On Wed, 2008-03-26 at 10:50 +0100, Peter Zijlstra wrote:
> On Mon, 2008-03-24 at 11:24 -0700, Hiroshi Shimamoto wrote:
> > Hi Peter,
> > 
> > I've updated the patch. Could you please review it?
> > 
> > I'm also thinking that it can be in the mainline because it makes
> > the lock period shorter, correct?
> 
> Possibly yeah, Nick, Hugh?
> 
> > ---
> > From: Hiroshi Shimamoto <h-shimamoto@ct.jp.nec.com>
> > 
> > There is a deadlock scenario; remove_mapping() vs free_swap_and_cache().
> > remove_mapping() turns PG_nonewrefs bit on, then locks swap_lock.
> > free_swap_and_cache() locks swap_lock, then wait to turn PG_nonewrefs bit
> > off in find_get_page().
> > 
> > swap_lock can be unlocked before calling find_get_page().
> > 
> > In remove_exclusive_swap_page(), there is similar lock sequence;
> > swap_lock, then PG_nonewrefs bit. swap_lock can be unlocked before
> > turning PG_nonewrefs bit on.

REQUEST
Reproduce the passage of the swap_lock deadlock discussion above word for word, starting at "On Wed, 2008-03-26" and ending at "please review it?".

Records drawn from a data source
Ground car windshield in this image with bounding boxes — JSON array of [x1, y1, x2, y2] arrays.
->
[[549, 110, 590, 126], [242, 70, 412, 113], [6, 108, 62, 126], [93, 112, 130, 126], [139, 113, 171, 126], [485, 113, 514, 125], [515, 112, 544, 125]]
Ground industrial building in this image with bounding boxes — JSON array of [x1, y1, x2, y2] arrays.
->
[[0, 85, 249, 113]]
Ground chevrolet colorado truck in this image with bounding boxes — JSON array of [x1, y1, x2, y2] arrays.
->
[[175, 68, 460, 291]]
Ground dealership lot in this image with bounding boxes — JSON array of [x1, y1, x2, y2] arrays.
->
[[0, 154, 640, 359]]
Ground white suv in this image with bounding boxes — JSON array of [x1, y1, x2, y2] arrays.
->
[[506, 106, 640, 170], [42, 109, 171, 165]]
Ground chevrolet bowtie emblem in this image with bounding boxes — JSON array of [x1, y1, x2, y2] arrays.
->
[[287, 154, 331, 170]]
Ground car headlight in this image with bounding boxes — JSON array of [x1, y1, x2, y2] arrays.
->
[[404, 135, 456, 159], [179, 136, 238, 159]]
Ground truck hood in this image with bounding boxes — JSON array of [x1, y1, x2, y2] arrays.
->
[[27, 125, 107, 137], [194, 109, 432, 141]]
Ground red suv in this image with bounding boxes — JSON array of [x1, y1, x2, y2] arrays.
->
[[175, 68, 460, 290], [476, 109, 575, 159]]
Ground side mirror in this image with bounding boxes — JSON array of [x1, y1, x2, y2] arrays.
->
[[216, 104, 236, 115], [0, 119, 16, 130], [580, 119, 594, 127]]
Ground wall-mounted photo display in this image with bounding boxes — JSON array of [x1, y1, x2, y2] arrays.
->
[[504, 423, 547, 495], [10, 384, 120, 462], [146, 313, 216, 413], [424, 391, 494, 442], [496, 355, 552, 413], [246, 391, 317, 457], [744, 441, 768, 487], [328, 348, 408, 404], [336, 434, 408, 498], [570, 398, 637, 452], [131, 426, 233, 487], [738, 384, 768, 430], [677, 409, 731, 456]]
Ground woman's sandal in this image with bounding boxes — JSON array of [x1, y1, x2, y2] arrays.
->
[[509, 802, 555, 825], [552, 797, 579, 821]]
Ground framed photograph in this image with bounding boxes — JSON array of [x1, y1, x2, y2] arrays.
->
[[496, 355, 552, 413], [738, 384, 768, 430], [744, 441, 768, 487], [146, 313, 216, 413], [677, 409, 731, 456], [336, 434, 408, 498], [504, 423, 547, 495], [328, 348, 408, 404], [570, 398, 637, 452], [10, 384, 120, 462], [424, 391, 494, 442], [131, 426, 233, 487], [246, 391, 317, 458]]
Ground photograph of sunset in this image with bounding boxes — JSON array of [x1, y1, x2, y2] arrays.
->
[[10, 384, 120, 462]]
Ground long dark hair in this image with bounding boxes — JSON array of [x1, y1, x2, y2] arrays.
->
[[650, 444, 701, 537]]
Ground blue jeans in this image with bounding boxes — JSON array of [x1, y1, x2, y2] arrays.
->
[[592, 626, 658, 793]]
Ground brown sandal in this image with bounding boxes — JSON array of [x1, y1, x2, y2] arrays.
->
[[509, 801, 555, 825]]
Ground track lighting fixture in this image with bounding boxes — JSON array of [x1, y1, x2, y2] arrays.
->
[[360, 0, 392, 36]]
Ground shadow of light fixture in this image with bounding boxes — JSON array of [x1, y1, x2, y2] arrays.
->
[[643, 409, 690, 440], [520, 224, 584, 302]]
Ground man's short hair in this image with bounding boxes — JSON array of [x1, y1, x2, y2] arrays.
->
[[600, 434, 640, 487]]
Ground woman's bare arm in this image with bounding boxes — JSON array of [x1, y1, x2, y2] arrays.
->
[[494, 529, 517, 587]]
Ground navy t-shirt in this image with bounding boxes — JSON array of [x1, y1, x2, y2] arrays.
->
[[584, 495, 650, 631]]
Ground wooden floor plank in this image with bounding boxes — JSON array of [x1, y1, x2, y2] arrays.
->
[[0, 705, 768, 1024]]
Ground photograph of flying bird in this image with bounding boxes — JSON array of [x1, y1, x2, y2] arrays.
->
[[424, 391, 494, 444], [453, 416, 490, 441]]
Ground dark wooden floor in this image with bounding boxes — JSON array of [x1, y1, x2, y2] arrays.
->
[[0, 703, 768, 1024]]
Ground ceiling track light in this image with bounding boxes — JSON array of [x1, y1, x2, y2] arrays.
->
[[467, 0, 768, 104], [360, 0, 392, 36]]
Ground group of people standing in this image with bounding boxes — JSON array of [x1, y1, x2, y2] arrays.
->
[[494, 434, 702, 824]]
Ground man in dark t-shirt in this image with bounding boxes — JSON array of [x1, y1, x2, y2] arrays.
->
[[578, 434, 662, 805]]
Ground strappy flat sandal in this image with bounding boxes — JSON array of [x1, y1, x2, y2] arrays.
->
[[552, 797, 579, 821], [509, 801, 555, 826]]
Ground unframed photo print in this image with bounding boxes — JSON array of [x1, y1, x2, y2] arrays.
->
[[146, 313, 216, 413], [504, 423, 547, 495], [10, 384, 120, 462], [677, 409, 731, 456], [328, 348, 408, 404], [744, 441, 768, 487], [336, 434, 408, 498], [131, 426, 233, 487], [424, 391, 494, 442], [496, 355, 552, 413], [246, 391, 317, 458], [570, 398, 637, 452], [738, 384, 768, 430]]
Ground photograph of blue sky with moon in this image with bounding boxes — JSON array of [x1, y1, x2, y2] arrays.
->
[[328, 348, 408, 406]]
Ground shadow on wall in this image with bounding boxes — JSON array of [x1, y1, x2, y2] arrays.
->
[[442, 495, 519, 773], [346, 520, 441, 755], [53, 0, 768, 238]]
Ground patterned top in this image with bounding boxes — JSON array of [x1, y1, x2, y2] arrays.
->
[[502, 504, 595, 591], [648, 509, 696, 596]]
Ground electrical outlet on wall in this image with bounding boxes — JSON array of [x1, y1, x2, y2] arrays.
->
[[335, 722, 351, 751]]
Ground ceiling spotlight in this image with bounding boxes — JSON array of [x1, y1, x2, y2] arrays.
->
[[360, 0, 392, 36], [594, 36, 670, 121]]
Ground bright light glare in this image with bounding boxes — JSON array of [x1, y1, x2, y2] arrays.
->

PROBLEM SOLUTION
On Wed, 2008-03-26 at 10:50 +0100, Peter Zijlstra wrote:
> On Mon, 2008-03-24 at 11:24 -0700, Hiroshi Shimamoto wrote:
> > Hi Peter,
> > 
> > I've updated the patch. Could you please review it?